Exercise goal:
Output only these lines, set down exactly: the one containing "Target: green grass" and each line after it through the end of the records.

** Opening Data section block **

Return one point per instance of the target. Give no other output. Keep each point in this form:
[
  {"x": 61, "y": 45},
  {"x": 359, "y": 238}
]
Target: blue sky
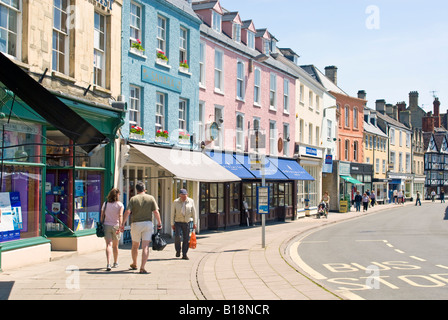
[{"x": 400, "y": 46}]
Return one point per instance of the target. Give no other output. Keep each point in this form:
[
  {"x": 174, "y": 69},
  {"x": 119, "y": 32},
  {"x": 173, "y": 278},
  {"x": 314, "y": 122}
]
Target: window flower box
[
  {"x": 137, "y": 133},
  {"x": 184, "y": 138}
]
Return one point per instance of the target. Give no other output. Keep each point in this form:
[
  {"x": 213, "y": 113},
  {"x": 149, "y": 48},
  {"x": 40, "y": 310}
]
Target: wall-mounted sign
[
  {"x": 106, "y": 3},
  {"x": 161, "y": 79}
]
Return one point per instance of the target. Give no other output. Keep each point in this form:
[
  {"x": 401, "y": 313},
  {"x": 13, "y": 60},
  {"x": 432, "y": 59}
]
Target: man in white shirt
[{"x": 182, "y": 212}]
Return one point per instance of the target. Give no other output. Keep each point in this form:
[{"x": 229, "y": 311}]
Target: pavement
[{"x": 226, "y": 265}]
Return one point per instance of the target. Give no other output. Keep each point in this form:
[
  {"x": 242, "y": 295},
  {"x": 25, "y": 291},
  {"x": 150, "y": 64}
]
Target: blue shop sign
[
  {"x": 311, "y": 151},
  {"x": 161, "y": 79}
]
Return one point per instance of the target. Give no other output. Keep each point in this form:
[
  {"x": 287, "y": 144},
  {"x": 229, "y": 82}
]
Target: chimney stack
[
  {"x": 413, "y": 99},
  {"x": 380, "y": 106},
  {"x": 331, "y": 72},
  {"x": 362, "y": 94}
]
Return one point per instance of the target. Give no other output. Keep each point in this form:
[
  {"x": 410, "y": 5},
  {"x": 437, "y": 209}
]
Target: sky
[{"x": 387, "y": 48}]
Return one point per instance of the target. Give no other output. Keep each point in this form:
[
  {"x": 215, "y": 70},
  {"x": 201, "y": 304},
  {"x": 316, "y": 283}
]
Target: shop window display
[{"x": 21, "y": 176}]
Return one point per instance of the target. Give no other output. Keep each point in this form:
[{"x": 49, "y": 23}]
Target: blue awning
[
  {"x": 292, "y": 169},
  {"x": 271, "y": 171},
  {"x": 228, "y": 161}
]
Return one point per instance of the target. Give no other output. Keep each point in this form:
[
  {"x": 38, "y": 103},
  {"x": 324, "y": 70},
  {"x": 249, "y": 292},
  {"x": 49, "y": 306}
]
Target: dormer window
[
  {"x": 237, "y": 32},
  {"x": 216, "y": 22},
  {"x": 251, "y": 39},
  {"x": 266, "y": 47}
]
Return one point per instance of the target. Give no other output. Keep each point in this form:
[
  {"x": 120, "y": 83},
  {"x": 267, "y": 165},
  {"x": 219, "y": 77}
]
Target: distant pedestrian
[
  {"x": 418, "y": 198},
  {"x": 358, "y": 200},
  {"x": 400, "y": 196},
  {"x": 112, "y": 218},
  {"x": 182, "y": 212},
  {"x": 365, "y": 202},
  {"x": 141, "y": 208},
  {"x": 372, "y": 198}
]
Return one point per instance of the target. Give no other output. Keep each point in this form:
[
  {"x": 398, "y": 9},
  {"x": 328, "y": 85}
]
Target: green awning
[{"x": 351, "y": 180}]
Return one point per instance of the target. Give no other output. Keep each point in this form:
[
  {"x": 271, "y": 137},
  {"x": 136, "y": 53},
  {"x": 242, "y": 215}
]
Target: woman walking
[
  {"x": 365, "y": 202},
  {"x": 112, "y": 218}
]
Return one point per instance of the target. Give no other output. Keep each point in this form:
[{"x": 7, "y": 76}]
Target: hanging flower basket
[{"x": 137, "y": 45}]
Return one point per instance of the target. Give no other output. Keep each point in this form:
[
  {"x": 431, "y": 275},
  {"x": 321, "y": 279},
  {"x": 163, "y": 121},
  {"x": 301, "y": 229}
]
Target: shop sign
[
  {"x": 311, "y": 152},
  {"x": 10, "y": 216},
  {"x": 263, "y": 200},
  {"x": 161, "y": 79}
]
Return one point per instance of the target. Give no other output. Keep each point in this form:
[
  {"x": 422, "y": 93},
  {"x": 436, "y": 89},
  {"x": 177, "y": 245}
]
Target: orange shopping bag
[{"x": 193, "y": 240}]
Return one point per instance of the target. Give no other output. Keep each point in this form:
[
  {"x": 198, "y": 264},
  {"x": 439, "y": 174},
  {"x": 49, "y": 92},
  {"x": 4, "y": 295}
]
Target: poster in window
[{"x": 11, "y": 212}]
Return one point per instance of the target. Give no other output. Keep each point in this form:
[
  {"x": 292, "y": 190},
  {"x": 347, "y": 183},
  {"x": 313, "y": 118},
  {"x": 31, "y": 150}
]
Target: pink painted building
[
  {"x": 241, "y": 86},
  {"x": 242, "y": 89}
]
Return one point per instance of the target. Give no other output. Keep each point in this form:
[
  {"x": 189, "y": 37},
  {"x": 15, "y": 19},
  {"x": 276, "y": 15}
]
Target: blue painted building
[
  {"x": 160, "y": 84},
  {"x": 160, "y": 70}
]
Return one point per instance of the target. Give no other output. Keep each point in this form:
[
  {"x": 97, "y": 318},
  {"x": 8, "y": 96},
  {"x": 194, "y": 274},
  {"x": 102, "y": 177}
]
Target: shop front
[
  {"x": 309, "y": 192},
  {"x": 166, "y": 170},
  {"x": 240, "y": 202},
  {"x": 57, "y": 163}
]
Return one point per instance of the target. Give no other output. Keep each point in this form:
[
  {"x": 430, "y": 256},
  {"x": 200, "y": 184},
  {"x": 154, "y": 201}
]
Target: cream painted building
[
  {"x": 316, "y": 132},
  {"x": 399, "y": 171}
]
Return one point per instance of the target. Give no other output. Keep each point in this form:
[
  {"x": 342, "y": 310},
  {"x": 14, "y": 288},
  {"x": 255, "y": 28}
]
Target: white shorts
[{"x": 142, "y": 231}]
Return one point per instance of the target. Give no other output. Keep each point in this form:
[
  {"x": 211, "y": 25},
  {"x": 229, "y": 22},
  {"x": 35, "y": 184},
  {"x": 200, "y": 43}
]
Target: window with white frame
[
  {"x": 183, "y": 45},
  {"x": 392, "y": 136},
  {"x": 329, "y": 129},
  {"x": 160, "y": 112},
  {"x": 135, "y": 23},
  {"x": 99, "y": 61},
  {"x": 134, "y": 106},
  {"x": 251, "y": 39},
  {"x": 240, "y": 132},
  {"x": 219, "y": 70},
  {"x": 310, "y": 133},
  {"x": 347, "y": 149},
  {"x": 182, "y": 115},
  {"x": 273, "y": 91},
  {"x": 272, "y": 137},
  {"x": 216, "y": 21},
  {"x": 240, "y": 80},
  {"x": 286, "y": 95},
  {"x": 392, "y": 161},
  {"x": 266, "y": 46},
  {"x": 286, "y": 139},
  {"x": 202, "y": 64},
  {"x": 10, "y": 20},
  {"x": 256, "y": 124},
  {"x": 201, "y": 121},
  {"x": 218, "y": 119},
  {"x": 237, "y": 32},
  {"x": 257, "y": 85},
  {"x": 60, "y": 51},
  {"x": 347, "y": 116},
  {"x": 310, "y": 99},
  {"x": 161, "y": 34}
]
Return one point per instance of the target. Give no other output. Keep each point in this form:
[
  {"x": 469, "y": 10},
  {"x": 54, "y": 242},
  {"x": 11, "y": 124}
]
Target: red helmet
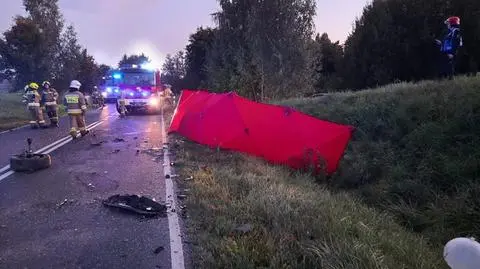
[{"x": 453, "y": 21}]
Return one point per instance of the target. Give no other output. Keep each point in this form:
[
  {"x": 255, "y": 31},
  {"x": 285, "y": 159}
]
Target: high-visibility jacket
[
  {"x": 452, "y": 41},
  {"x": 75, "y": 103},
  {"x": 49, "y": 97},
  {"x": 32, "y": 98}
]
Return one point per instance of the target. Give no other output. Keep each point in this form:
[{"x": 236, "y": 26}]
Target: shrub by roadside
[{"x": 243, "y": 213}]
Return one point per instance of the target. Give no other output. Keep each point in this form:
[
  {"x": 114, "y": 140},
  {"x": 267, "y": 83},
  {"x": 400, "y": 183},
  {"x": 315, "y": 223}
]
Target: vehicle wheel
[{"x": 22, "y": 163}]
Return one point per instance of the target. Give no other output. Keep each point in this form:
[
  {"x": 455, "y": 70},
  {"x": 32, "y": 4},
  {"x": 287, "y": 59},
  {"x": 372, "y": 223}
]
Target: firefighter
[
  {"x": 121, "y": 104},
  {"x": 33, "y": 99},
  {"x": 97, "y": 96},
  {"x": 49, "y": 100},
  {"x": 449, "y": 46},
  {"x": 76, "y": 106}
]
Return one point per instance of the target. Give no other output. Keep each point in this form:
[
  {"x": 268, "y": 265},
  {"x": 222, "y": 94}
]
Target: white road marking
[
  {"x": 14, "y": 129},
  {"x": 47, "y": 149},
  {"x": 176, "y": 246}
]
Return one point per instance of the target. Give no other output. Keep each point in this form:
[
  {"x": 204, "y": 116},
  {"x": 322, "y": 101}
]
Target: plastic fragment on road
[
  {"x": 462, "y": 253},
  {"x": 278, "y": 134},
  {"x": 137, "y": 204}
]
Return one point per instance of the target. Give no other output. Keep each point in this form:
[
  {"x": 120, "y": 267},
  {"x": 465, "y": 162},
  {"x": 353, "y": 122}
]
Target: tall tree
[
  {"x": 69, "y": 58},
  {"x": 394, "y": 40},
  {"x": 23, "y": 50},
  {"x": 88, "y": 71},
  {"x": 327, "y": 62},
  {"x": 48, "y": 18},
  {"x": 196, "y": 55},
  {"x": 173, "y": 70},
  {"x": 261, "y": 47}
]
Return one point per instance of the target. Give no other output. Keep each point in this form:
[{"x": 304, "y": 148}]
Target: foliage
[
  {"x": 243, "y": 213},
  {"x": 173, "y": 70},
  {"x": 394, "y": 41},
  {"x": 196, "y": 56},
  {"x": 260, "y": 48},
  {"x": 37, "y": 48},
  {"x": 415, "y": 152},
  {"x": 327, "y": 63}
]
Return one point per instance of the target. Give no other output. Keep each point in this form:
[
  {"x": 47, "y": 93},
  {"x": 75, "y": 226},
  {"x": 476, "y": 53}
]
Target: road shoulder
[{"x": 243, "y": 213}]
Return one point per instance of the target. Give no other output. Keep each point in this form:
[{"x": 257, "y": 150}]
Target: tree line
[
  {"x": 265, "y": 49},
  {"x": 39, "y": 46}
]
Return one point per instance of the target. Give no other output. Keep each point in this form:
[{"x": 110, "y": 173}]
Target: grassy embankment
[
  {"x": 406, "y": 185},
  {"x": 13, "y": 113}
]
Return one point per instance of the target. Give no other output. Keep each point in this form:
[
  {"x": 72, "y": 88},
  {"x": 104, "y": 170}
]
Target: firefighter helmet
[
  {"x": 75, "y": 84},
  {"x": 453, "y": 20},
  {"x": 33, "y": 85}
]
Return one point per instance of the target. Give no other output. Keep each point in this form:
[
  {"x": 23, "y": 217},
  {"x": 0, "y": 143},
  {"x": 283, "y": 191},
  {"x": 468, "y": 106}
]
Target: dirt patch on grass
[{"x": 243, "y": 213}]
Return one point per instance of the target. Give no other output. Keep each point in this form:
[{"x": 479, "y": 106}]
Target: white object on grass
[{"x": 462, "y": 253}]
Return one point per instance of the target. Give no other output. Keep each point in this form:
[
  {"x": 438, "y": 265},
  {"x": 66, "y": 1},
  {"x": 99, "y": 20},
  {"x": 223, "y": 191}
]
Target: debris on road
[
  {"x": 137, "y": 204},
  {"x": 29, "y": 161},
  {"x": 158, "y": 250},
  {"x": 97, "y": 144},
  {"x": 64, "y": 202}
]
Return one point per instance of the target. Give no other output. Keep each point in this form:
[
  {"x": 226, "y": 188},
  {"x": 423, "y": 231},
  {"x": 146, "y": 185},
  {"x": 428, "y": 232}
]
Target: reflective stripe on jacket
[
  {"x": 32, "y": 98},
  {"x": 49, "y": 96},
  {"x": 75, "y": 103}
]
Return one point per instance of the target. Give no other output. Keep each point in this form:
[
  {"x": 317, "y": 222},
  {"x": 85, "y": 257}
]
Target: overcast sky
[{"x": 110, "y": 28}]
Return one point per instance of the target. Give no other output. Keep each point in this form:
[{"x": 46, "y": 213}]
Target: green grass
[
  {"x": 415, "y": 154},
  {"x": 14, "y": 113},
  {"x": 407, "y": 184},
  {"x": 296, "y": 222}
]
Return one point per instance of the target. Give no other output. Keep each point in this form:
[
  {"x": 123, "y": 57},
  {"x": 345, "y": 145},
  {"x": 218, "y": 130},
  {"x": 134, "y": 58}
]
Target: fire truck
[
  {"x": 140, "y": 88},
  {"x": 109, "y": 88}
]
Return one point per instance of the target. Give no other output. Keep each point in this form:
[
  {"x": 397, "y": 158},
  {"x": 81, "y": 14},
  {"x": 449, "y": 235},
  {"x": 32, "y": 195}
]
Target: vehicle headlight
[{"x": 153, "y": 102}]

** Closing Data section block **

Result:
Target: green grass
[
  {"x": 415, "y": 154},
  {"x": 14, "y": 113},
  {"x": 407, "y": 184},
  {"x": 296, "y": 222}
]
Return one point per instance of the target. Give no other output. Keep each point in this form:
[
  {"x": 123, "y": 57},
  {"x": 345, "y": 145},
  {"x": 218, "y": 130},
  {"x": 134, "y": 58}
]
Target: fire truck
[
  {"x": 140, "y": 88},
  {"x": 109, "y": 88}
]
Return one point per instance of the target. Give no other output. Keep each point in this form:
[
  {"x": 397, "y": 158},
  {"x": 81, "y": 14},
  {"x": 449, "y": 235},
  {"x": 32, "y": 195}
]
Target: vehicle headlight
[{"x": 153, "y": 102}]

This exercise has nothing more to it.